小児矯正の将来に果たす役割
[2022年09月07日]
最近では歯科における1.5歳児健診や3歳児健診の受診率の増加だけでなく、定期的に歯科医院を受診されるお子様が増えてきており、以前よりも一層、保護者の方々のお口の中に対する意識が増えてきております。
それに伴い、乳幼児のむし歯にかかる割合は減少傾向を示し、よりきれいなお口の環境になってきておりますが、反対に歯列不正の割合が増加傾向を示し、定期検診時に指摘を受けた方もいらっしゃると思います。
時代とともに、お子様の顎の大きさは小さくなってきており、大人の歯が並ぶスペースが足りず、より重なりやすくなっております。重なった部分は歯ブラシが届きにくく、むし歯になりやすくなってしまうだけでなく、咬み合わせや顎の成長にも影響を及ぼすと言われており、きちんとして歯並びを整えることは大切です。
また、近年、矯正装置の進歩により従来よりも快適にお使いいただける装置も登場してきており、小児矯正のハードルがますます下がりつつあります。今回は小児矯正が将来もたらすであろう様々なメリットをご紹介いたします。
目次
1.顎の成長を促すことが最大のメリット
2.きちんと成長すると・・・
2-1後戻りしにくい
2-2.鼻炎の改善
2-3.無呼吸症候群の予防
3.まとめ
顎の成長を促すことが最大のメリット
小児矯正と成人矯正の最大の違いは顎の成長を利用できるかどうかという点です。成人矯正で歯並びが重なっている場合、並べるスペースを確保するために、歯を抜く、もしくは歯を削らなければなりません。一般的に、顎の成長は主に20歳前後まで大きくなると言われておりますが、実際には6〜10歳をピークに成長の程度は少なくなり、成人になるとほんのわずかな成長しか期待できません。つまり、土台となる顎の大きさを変えられないため、歯に工夫することでスペースを作り、歯並びを整えます。一方、小児矯正では土台となる顎を大きくすることで歯を抜いたり、削ったりせずスペースを確保でき、本来の本数で歯並びを整えられます。一生使う歯をなるべく抜かず、なるべく削らずにお使いいただくために、お子様の時期から矯正を検討されることをおすすめします。前歯が大人の歯に生え変わるくらいの時期を目安に、かかりつけの歯科医院を受診しましょう。

保存済みのデータ項目:

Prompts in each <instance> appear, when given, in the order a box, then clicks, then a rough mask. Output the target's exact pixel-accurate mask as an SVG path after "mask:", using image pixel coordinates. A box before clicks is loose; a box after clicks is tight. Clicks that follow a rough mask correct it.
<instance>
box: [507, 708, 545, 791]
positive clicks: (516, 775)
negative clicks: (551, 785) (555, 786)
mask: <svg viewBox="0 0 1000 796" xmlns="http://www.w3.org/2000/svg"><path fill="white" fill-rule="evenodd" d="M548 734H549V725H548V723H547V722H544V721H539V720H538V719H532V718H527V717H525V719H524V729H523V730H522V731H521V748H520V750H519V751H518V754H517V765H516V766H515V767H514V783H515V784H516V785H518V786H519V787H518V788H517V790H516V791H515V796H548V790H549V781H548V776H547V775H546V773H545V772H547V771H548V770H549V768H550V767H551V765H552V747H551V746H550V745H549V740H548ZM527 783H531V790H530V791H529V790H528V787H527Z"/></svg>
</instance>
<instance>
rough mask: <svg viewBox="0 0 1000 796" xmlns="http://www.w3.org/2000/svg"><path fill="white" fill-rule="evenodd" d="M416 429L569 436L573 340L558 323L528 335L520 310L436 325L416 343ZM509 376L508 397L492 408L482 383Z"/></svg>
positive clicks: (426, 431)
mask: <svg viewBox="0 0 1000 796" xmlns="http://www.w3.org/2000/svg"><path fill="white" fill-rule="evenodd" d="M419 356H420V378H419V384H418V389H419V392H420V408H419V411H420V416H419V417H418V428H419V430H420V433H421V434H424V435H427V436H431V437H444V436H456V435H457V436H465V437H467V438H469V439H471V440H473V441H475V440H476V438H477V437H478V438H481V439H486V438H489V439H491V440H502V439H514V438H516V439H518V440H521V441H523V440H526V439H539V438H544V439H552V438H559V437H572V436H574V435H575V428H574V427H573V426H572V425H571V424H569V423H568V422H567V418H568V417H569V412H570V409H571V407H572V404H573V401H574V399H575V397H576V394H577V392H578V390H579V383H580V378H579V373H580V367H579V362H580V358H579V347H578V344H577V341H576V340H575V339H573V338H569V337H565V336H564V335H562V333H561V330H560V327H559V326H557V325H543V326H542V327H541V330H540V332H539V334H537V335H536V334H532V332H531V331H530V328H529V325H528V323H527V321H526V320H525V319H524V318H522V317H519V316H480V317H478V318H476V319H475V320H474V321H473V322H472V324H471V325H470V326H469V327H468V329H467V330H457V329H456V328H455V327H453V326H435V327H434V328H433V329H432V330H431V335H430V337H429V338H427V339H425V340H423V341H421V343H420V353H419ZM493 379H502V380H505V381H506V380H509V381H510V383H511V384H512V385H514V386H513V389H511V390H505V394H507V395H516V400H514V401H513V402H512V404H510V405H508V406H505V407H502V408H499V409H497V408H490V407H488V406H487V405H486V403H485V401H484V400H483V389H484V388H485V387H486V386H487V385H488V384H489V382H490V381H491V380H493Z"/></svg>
...
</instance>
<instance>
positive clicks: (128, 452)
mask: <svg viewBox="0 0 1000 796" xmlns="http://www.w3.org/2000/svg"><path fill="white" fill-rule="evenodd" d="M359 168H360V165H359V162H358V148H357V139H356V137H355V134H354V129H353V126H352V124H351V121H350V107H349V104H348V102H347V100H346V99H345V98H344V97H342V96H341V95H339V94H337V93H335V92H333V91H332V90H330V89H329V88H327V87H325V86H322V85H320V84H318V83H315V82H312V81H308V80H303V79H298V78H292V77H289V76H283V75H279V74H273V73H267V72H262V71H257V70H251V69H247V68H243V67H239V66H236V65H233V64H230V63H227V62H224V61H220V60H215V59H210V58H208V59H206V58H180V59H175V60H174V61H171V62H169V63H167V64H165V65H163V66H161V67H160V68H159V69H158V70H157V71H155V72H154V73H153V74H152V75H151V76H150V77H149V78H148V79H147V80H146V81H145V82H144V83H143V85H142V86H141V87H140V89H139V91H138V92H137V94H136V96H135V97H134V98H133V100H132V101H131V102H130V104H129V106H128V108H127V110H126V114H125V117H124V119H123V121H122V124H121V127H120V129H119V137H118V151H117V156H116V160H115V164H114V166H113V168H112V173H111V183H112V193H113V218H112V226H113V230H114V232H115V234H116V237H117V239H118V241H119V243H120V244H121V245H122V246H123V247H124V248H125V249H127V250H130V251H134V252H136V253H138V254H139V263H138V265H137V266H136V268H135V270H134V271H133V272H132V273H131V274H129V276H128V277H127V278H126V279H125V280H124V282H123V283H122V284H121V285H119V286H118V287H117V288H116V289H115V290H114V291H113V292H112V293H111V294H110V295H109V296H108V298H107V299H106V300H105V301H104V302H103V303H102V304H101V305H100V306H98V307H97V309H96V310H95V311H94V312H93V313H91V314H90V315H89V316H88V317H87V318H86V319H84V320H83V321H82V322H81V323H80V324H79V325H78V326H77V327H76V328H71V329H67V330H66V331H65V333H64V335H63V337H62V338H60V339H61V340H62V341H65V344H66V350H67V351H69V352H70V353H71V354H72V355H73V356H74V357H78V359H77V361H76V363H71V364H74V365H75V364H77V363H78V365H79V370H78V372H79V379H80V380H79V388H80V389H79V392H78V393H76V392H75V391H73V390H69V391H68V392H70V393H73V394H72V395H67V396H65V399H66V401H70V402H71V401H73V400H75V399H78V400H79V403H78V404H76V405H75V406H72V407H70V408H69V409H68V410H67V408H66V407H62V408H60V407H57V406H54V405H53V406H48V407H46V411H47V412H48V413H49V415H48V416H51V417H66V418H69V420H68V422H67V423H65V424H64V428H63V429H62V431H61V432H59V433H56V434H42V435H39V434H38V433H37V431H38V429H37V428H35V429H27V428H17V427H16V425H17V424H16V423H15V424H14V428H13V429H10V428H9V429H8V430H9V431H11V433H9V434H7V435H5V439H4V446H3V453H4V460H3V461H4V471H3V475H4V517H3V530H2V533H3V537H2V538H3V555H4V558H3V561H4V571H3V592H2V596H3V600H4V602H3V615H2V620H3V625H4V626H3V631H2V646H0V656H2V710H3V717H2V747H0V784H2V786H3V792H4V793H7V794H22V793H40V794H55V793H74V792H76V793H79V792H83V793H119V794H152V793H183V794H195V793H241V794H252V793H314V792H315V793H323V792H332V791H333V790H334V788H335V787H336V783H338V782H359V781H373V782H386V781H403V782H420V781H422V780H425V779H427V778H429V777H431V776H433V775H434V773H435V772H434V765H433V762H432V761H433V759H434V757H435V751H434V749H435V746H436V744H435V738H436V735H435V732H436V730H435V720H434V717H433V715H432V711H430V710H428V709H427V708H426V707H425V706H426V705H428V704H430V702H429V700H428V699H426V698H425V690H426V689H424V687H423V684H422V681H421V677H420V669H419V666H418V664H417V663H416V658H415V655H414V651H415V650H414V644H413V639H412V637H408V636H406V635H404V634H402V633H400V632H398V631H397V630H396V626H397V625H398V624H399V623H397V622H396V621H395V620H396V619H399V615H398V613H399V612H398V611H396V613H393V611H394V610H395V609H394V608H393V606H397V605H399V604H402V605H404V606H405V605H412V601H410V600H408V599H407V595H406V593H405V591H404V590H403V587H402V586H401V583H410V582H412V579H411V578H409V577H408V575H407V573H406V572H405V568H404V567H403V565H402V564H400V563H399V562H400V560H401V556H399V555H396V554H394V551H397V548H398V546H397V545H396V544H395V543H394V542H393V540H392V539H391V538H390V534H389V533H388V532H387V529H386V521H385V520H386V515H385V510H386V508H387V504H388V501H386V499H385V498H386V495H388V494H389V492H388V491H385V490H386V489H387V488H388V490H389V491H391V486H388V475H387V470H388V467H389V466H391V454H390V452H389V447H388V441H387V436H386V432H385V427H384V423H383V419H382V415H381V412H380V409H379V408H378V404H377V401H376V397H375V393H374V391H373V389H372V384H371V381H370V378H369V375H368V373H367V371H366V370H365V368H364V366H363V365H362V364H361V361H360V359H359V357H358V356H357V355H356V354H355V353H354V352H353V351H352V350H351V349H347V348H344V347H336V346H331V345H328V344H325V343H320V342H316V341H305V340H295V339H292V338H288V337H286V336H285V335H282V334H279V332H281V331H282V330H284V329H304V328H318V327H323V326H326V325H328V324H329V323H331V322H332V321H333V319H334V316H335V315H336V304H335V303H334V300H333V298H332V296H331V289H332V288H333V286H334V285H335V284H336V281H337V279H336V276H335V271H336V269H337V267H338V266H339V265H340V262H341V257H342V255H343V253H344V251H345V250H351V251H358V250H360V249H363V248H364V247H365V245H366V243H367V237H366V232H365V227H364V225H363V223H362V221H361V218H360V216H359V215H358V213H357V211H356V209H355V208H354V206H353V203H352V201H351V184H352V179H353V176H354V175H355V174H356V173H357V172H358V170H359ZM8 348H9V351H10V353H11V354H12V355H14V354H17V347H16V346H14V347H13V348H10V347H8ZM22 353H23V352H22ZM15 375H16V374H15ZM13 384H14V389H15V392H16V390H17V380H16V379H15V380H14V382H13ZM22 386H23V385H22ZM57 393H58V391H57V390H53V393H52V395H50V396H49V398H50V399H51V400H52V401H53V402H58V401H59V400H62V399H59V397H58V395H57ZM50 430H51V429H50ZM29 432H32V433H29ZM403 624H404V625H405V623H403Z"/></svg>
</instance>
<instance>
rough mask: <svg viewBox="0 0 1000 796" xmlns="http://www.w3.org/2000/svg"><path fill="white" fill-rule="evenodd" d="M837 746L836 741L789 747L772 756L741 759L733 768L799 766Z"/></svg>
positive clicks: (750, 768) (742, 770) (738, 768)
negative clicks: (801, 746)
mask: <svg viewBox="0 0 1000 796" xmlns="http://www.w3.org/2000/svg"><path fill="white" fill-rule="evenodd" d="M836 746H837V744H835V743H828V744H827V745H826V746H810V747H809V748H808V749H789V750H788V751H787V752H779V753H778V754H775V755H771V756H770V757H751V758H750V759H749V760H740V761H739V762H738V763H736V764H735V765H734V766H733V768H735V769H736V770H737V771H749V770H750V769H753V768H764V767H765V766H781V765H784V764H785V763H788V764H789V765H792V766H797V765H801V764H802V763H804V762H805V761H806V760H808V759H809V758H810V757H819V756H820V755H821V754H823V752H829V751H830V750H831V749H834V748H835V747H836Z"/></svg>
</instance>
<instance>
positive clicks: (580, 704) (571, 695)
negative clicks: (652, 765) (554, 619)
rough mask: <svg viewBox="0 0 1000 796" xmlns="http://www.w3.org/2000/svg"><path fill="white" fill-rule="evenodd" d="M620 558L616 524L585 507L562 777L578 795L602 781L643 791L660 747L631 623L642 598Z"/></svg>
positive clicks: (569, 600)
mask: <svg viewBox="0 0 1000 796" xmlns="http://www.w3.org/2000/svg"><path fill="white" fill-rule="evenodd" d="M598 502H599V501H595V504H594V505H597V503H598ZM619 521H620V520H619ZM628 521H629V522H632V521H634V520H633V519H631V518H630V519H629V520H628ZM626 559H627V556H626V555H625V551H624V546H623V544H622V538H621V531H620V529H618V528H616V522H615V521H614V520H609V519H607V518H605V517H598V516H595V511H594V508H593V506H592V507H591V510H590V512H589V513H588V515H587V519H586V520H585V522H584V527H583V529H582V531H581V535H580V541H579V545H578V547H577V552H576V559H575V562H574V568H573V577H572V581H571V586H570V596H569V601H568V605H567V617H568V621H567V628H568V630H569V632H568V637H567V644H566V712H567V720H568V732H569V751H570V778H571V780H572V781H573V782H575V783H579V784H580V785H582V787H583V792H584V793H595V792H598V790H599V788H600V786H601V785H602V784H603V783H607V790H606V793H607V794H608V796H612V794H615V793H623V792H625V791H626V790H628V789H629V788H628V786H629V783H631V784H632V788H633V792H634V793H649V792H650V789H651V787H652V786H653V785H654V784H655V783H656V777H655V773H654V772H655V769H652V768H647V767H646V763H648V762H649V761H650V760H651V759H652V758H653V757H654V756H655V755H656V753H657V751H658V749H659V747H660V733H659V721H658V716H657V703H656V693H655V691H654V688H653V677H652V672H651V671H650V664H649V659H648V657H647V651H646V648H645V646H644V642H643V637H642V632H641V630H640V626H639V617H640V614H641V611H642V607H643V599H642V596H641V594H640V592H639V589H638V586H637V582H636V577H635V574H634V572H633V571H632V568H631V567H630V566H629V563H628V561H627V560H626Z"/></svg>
--
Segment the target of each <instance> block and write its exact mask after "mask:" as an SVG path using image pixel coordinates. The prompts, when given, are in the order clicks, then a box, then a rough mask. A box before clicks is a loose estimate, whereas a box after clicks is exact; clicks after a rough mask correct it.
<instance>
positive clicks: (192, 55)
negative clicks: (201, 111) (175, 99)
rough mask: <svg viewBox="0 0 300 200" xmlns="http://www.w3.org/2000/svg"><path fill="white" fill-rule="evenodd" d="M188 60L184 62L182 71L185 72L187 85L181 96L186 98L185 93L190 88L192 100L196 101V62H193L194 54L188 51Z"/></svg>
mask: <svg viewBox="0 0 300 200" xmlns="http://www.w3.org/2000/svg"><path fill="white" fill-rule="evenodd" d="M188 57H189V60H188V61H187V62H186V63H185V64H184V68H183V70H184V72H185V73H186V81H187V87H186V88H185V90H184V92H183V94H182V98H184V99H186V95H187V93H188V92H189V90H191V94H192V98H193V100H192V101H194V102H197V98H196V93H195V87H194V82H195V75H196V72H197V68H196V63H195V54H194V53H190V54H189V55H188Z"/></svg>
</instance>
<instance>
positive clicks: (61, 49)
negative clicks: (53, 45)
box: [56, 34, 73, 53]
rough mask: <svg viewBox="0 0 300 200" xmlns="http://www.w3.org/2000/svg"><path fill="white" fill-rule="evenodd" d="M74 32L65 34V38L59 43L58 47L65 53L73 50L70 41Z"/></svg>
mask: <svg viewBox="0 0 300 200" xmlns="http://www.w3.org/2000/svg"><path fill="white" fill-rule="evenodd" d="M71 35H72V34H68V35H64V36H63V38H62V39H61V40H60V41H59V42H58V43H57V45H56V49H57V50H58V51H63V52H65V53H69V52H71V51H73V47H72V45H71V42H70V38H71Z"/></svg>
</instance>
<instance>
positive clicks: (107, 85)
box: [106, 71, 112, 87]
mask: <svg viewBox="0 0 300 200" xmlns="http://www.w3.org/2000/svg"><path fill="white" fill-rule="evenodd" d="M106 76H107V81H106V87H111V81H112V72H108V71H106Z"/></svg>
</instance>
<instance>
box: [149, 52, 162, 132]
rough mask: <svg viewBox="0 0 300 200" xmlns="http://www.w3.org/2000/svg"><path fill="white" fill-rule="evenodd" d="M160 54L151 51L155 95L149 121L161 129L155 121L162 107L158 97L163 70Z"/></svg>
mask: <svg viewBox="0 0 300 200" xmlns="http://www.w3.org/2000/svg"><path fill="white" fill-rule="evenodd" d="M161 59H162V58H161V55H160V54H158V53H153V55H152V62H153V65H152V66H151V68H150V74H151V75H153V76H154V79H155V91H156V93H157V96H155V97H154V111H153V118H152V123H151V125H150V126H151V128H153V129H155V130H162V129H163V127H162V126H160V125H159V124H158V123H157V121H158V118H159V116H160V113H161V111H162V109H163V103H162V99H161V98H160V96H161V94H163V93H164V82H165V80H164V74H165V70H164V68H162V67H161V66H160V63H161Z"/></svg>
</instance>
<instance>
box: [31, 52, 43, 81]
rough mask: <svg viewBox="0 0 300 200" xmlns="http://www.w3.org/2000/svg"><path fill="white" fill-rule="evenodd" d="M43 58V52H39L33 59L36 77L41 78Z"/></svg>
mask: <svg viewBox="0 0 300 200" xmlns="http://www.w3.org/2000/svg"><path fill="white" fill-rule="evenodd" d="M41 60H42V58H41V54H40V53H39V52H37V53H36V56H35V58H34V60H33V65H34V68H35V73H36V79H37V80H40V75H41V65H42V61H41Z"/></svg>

課題:
小児矯正が将来に果たす役割についての文章の続きを、最後の文の後から書きなさい。

解答欄:
きちんと成長すると・・・
成長を促すと言っても、大きくしすぎてしまうとかえって咬み合わせのバランスを崩してしまうため、適正な大きさまで拡大し、歯並びを整えます。きちんと成長すると、将来的に様々なリスクを減らせます。以下に一部ご紹介いたしますので、ぜひご参照ください。
後戻りしにくい
小児矯正でも成人矯正でも矯正治療に必ずつきまとうデメリットは後戻りです。一般的に、矯正治療では元の位置から力をかけて歯を移動させるため、体の自然な治癒反応として、歯は元の位置に戻ろうとします。そもそも、歯の移動は支えている骨の形を変えながら位置をずらしますが、歯と骨は多量の線維でつながっており、この線維が伸縮することでより移動しやすくなります。つまり、後戻りとはこの線維が元の大きさに戻ろうとするときに歯の位置も同じように戻ってしまう現象のことです。そのため、矯正治療の後、歯の位置を維持するために保定装置を装着する必要があり、特に成人矯正では大事なステップとなります。小児矯正でも、もちろん保定は大切ですが、最初から土台の骨にアプローチし、自然と歯が並ぶスペースを確保することを目指すため、歯の移動をなるべく減らすことで後戻りしにくい環境をつくります。いくら費用や期間をかけて行っても、元に戻ってしまっては意味がありません。せっかく行うのであれば、なるべく長持ちする方法で治療することが望ましいです。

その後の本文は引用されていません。